=== SET PROBLEM ===
Quote the listing below word for word, starting with the line that contains "Where can you find the ceiling" and continuing through the final line of the listing, with both of those lines included.

(Excerpts from point annotation data)
____________

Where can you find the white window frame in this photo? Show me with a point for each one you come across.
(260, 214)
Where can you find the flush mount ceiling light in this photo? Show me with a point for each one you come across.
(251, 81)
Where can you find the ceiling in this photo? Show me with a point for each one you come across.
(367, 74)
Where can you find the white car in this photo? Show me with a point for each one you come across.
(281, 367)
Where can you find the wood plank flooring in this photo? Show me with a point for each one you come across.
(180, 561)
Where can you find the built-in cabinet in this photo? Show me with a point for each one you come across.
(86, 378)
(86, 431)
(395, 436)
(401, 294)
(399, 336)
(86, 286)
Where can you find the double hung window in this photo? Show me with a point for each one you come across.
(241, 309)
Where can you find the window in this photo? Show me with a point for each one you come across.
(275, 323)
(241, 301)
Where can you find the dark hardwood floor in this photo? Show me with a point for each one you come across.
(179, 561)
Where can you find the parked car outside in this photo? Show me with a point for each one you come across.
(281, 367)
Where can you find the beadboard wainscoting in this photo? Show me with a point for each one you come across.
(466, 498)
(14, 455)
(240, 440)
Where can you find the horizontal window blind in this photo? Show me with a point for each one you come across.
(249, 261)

____________

=== RESPONSE ===
Where can you find the ceiling in this photo? Show me with a point for each one you come across.
(367, 74)
Where can you find the white car in this photo? Show me with a point for each one you come across.
(281, 367)
Where can you find the wood plank flooring in this photo? Show me with a point for each one you come across.
(180, 561)
Where can you find the built-in cabinet in this photo? Show me with a point for each one you come across.
(86, 378)
(86, 431)
(395, 436)
(401, 294)
(399, 336)
(86, 286)
Where can you find the double hung window in this photo? Show me with a point for each one you come across.
(241, 309)
Where can you find the window in this photo? Show me with a point for each one you come across.
(275, 323)
(241, 301)
Where can you find the dark hardwood floor in this photo? Show me with a point for each one you come across.
(179, 561)
Where can you find the parked car outside in this photo? Show me with a point for each one you come across.
(281, 367)
Where can you find the beadboard wainscoting in this photo? Show me with a point for each one you come across.
(466, 498)
(14, 455)
(240, 440)
Where can you find the horizontal window blind in this photo? Show me with a point for each one you come across.
(249, 261)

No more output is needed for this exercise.